Start Records for this task
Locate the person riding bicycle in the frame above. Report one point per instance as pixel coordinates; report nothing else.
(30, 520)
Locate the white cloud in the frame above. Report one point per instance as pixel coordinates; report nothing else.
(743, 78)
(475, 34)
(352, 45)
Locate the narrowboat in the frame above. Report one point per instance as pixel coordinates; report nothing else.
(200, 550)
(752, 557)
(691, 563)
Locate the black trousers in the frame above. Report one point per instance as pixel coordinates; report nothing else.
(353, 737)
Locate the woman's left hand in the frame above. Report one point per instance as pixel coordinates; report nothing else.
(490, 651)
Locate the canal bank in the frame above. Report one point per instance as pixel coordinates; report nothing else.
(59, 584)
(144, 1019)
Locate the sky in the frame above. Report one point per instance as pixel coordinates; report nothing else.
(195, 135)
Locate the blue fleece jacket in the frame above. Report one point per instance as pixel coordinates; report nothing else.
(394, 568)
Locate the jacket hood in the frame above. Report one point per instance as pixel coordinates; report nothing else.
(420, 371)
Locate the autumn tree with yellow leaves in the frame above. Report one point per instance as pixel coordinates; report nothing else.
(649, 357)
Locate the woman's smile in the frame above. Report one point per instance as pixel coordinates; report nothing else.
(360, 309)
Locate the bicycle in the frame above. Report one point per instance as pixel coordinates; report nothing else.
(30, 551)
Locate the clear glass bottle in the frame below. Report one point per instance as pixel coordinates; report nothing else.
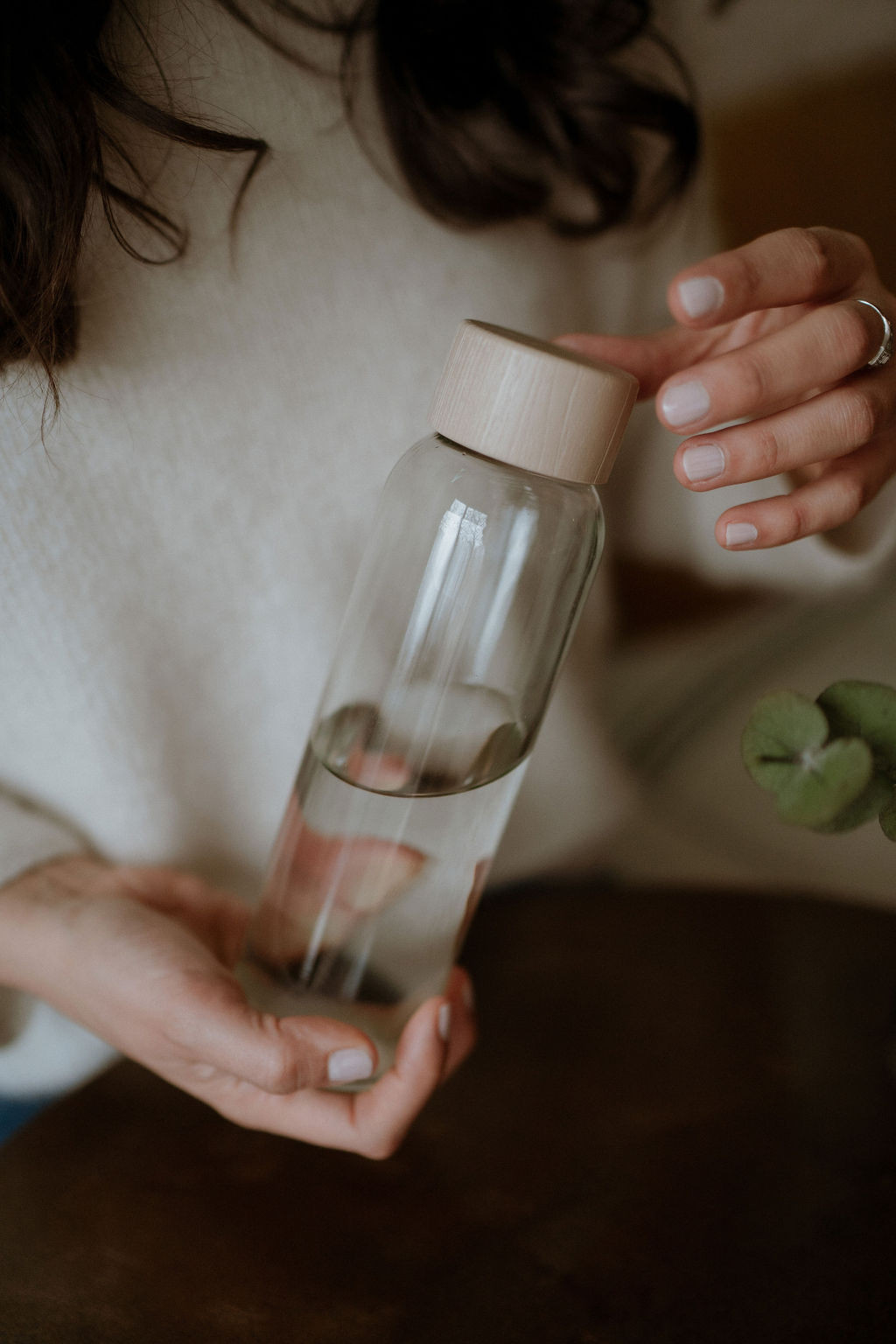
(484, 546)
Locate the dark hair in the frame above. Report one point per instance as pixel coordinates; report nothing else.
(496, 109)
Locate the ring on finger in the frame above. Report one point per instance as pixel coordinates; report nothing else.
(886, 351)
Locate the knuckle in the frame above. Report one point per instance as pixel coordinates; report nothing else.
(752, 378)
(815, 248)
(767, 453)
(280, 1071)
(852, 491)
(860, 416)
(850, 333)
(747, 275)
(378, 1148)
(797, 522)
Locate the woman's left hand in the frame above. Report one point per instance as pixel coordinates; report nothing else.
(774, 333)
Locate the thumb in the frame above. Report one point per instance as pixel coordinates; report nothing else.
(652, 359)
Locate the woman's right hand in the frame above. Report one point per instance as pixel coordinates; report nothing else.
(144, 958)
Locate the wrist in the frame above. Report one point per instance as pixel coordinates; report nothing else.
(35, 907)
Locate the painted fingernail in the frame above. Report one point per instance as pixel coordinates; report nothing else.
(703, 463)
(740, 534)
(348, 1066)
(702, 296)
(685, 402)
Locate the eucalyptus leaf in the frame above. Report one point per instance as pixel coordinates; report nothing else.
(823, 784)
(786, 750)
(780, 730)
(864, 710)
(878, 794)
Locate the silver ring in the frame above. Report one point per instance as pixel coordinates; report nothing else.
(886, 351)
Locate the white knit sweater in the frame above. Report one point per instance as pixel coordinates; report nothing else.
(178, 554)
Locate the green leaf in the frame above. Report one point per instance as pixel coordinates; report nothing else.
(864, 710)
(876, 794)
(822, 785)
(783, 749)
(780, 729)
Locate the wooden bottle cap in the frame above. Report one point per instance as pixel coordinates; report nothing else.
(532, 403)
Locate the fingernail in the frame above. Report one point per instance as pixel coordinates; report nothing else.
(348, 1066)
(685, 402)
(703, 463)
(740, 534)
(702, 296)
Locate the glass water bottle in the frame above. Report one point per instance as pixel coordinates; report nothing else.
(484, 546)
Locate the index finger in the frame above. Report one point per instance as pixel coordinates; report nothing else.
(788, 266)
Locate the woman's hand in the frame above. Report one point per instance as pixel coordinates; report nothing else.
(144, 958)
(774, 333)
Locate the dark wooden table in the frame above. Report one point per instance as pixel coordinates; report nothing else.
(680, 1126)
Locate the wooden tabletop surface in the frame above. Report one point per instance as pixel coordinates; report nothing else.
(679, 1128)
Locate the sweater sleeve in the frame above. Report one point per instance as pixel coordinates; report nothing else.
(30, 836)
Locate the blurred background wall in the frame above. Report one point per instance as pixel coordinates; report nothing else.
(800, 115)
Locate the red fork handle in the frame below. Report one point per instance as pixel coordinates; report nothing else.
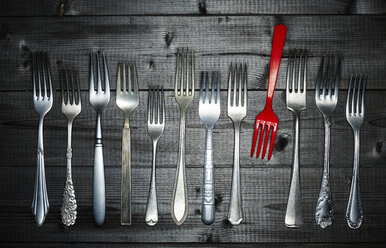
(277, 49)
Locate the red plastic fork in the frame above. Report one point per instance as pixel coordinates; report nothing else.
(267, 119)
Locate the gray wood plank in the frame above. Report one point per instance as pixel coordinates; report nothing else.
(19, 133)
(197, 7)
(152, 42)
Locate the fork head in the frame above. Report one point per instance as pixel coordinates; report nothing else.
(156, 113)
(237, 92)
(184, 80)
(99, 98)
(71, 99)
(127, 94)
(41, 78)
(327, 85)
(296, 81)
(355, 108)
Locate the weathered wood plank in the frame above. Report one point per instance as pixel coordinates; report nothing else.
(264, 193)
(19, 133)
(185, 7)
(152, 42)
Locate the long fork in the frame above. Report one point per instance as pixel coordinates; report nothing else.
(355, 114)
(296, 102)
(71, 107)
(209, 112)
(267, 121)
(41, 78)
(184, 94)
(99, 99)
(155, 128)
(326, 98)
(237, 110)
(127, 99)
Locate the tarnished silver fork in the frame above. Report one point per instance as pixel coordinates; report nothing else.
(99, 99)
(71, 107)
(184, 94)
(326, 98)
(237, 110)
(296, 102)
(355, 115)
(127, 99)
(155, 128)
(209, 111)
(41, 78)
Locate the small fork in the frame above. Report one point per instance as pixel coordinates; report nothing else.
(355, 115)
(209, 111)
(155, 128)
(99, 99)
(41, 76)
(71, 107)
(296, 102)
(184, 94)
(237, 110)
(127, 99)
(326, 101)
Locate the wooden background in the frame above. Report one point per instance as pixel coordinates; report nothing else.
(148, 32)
End Records for this task
Directions:
Can you repeat all of the records above word for word, leaving the pictures out?

Solution:
Locate the person riding bicycle in the frame above. Report one point per instance as pixel coordinates; report nothing else.
(30, 520)
Locate the white cloud in the frame above. Report one point per instance as pixel coordinates; report nothing else.
(743, 78)
(475, 34)
(352, 45)
Locate the narrowboat in the frame above. Report one point per instance as pixel coordinates; report nothing else.
(200, 550)
(752, 557)
(691, 563)
Locate the black trousers in the frame above. Report one point per instance as pixel coordinates; report nothing else.
(353, 737)
Locate the woman's left hand in the frame above. Report one point per instance as pixel coordinates; report nothing else.
(490, 651)
Locate the canal bank in the frame above. Report one point per instance as pixel coordinates; report nothing else.
(59, 584)
(144, 1019)
Locate the sky in the frame above. Report one point per instance as pixel coordinates; report nothing else.
(195, 135)
Locate the blue fleece jacket in the frame above. Report one point per instance as pixel coordinates; report nothing else.
(394, 568)
Locate the jacket hood in the frame above. Report one point per instance as pixel coordinates; report nothing else.
(420, 371)
Locate the autumn tree with yellow leaves in the frame above. Report one point per instance as pixel coordinates; report nothing else.
(649, 357)
Locate the woman's smile in the frame above. Report one point per instance as pixel coordinates; report nothing else.
(360, 309)
Locate the bicycle in the frame above. Report one point per instance as pixel coordinates; report nothing else.
(30, 551)
Locate the clear glass bottle in the frame below. Report one point per instance as pixel coordinates; report nothing else.
(484, 546)
Locate the dark hair in the frame above. Report one point per instance as pixel coordinates; report nothing else.
(496, 109)
Locate the ring on finger in the frame above. Report one point per instance as pixel coordinates; report nothing else.
(886, 351)
Locate the knuckle in the frame above. Report one point per instance as pixel coordinates; report nothing else.
(752, 378)
(815, 248)
(767, 453)
(280, 1071)
(852, 491)
(860, 416)
(850, 333)
(747, 275)
(378, 1148)
(797, 522)
Locate the woman's left hand in the frame above. Report one point per instance as pixel coordinates; report nothing else.
(774, 333)
Locate the thumb in the frame above. Report one point per instance as pixel coordinates; report nothing else.
(652, 359)
Locate the woman's right hand in the frame above. Report one point per instance as pixel coordinates; report nothing else.
(144, 958)
Locate the wrist in the frame above. Report one point per instance as pixel coordinates; report nothing else.
(35, 907)
Locate the painted fingernail in the frame above. Report one point per instance as pixel coordinates; report nothing else.
(703, 463)
(740, 534)
(348, 1066)
(702, 296)
(685, 402)
Locate the eucalyptus leaf in the frame above. Report one point per instance as pixel coordinates; report nothing else.
(823, 784)
(786, 750)
(780, 730)
(864, 710)
(878, 794)
Locate the silver ring in the frame above. Report one point per instance as pixel coordinates; report nothing else.
(886, 351)
Locate the white knit sweater in the frame above. Report one point per instance as pixel coordinates; report nothing else.
(178, 554)
Locate the green leaf in the frame above. Report one point per instance as pixel coordinates; report nothing else.
(864, 710)
(876, 794)
(822, 785)
(783, 749)
(780, 729)
Locate the wooden bottle cap in the frame above. Report one point per instance as pixel coordinates; report nothing else.
(532, 403)
Locate the fingernail in the frame above. Report one point per instance as pixel coordinates; report nothing else.
(348, 1066)
(685, 402)
(703, 463)
(740, 534)
(702, 296)
Locate the glass water bottle in the frame above. Report one point per instance as pixel coordinates; report nothing else.
(484, 546)
Locate the index finger in the frame above. Report one point per instance as pixel coordinates; report nothing else.
(788, 266)
Locate the woman's hand in the frame above. Report one point per instance as pixel coordinates; report nothing else.
(144, 958)
(774, 333)
Locate the dark wooden table in the frame above. Report one point per instance as pixel coordinates; report nothing else.
(680, 1126)
Locate the wooden tabletop surface in the frame above. Report one point per instance as pixel coordinates; report nothing else.
(679, 1128)
Locate the sweater sleeve in the frame above. Report one point per instance as pixel coordinates; report nothing else.
(30, 836)
Locate the blurred background wall in the frame above. Report one point per instance as pixel coordinates; report nothing else.
(800, 115)
Locate the red fork handle in the frame below. Report one point per instance as pixel coordinates; report nothing else.
(277, 49)
Locate the red plastic fork in the frame above. Report one point per instance as pixel coordinates; report nothing else.
(267, 119)
Locate the gray wood plank in the frame above. Report one point per instance as pixel coordinates; report nothing else.
(19, 133)
(197, 7)
(152, 42)
Locate the fork head in the frame above. Report one point per instance as pixel coordinates; report nothing else.
(156, 113)
(237, 92)
(184, 80)
(99, 98)
(71, 99)
(127, 94)
(41, 78)
(327, 85)
(296, 81)
(355, 108)
Locate the weathered wood plank in the frame above. Report one point per instance as pixel coordinates; report nothing else.
(264, 193)
(19, 133)
(185, 7)
(152, 42)
Locate the long fork in the frame above. Report one point per instance as pixel coordinates; report nothing else.
(355, 114)
(296, 102)
(71, 107)
(209, 112)
(267, 121)
(41, 78)
(184, 94)
(99, 99)
(155, 128)
(326, 98)
(237, 110)
(127, 99)
Locate the tarnished silver fork in the frame above. Report one point per instance as pixel coordinates; report nothing else.
(99, 99)
(71, 107)
(184, 94)
(326, 98)
(237, 110)
(296, 102)
(355, 115)
(127, 99)
(155, 128)
(209, 111)
(41, 78)
Locate the small fork in the frame above. Report one point per instance as pixel coordinates; report nothing else.
(355, 115)
(209, 111)
(155, 128)
(99, 99)
(41, 76)
(71, 107)
(296, 102)
(184, 94)
(237, 110)
(127, 99)
(326, 101)
Locate the wooden background in the frame above. Report one point per instance as pixel coordinates; report nothing else.
(148, 32)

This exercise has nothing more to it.